BEGIN Document section

I don’t know if Alexander Burns and John Harris of Politico are so much commenting on a new narrative as they are trying to construct one. Perhaps they are trying to write the definitive version.

The narrative is personal. The uproars over alleged politicization of the IRS and far-reaching attempts to monitor journalists and their sources have not been linked directly to Obama. But it does not strain credulity to suggest that Obama’s well-known intolerance for leaks, and his regular condemnations of conservative dark-money groups, could have filtered down to subordinates.

The narrative is ideological. For five years, this president has been making the case that a growing and activist government has good intentions and can carry these intentions out with competence. Conservatives have warned that government is dangerous, and even good intentions get bungled in the execution. In different ways, the IRS uproar, the Justice Department leak investigations, the Benghazi tragedy and the misleading attempts to explain it, and the growing problems with implementation of health care reform all bolster the conservative worldview…

…In Obama’s case, the narrative emerging from this tumultuous week goes something like this: None of these messes would have happened under a president less obsessed with politics, less insulated within his own White House and less trusting of government as an institution.

I don’t know whose narrative this is supposed to belong to. I don’t think the Republicans are going to argue that the problem is that Obama is too trusting in government as an institution. They are going to argue that he’s a fascist dictator who sics the IRS on his political opponents and tramples on the 1st Amendment and the 2nd Amendment, and the 10th, and any other amendments they can think of. And rather than offer a little balance to that unhinged talk, organizations like Politico will write that the president handed them the ammo even though he wasn’t directly responsible for any of it.

How’d he hand them the ammo? He criticized the Citizens United ruling and all the dark money in politics. He didn’t invite enough Washingtonians to dinner. He trusted that the government could do things like expand access to health care and remove some injustices from the system. He agreed with the Republicans that national security leaks should be aggressively investigated.

END Document section

* Assigned task 1:
Please transcribe the Obama narrative post between "The narrative is personal." and "down to subordinates.", inclusive.
* Assigned task 2:
Pick up the Obama narrative post after its final sentence and write what comes next.

BEGIN Data for analysis

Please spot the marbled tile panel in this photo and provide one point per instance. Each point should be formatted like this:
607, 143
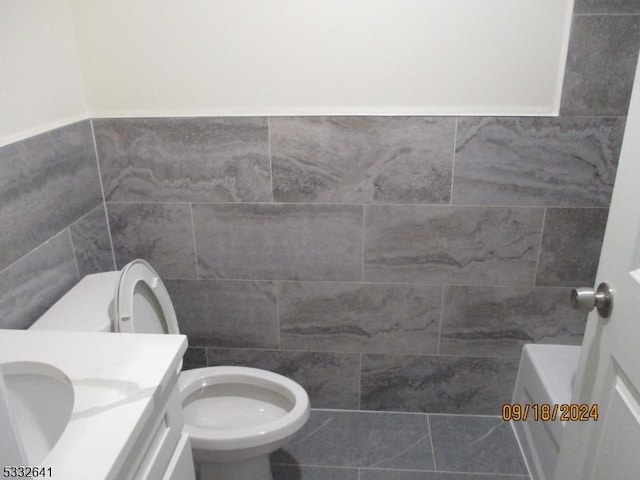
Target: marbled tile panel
360, 439
536, 161
498, 321
35, 282
91, 243
357, 317
606, 7
294, 472
601, 63
362, 159
475, 444
332, 380
194, 357
279, 242
159, 233
411, 383
571, 244
204, 159
226, 313
451, 245
366, 474
46, 183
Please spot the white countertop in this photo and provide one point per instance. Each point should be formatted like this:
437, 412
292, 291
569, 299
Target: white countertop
117, 381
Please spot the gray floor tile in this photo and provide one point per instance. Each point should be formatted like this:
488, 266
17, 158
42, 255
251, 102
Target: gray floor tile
203, 159
226, 313
498, 321
362, 159
332, 380
471, 385
356, 317
360, 439
290, 472
475, 444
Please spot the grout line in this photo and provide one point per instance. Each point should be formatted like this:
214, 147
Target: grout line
360, 381
606, 14
270, 157
342, 352
392, 412
278, 316
433, 452
362, 240
453, 161
521, 449
441, 316
475, 475
195, 246
535, 275
73, 252
324, 204
104, 198
358, 282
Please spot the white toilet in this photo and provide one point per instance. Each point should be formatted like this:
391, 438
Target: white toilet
545, 377
235, 416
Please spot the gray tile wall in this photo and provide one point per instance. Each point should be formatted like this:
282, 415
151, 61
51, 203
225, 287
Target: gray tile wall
396, 264
392, 263
54, 221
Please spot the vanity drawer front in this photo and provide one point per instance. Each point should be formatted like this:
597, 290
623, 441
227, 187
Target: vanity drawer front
181, 465
164, 441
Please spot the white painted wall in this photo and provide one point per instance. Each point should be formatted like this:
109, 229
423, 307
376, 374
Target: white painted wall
41, 83
259, 57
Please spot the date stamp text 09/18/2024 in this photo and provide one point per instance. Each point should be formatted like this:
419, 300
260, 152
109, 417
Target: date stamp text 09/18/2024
545, 412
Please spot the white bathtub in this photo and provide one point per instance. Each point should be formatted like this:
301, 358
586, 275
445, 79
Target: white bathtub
545, 376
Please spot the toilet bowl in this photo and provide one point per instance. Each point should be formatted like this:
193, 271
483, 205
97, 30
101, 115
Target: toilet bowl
545, 377
235, 416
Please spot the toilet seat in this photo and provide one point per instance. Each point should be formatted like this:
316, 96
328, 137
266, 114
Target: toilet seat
142, 302
220, 439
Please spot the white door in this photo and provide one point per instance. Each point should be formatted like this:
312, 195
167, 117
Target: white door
609, 372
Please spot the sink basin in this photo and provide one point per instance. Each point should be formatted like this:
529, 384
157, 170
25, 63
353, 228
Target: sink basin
40, 399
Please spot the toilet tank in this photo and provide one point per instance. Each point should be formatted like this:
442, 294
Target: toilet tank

END Data for analysis

* Written response 1:
The narrative is personal. The uproars over alleged politicization of the IRS and far-reaching attempts to monitor journalists and their sources have not been linked directly to Obama. But it does not strain credulity to suggest that Obama’s well-known intolerance for leaks, and his regular condemnations of conservative dark-money groups, could have filtered down to subordinates.

* Written response 2:
As a political writer, I was about ready to hang myself if I had to write one more article about sequestration and the budget. So, I get it. Now we all have something to write about again. I don’t think the general public really understands how important it is that writing be fun. They know that writers are after page-views, but trust me when I say that writing for page-views isn’t fun. What’s fun is writing about stuff that you can get energized about, and that has a lot of carry-over to what people want to read. The damage being done by the sequester is the most important domestic story in the country right now, along with the cause of the sequester, which is the total radicalization of the Republican Party. But writing about the closing of health clinics and day care centers and access to cancer treatment and closed airports cannot compare to writing about a BIG SCANDAL.

Also, much like Congress was fine with sequestration until it threatened to delay their flights home, the press has been largely complacent about the growing surveillance powers of the state until it wound up impacting them directly. Now they have a bee in their bonnet.

So, this is how it is going to be now. We’re going to have a brawl about competing narratives, where an unhinged lunatic party accuses the Democrats of fascist socialism and the Democrats try to prevent the defenestration of the federal government.

At least I can have some fun with this.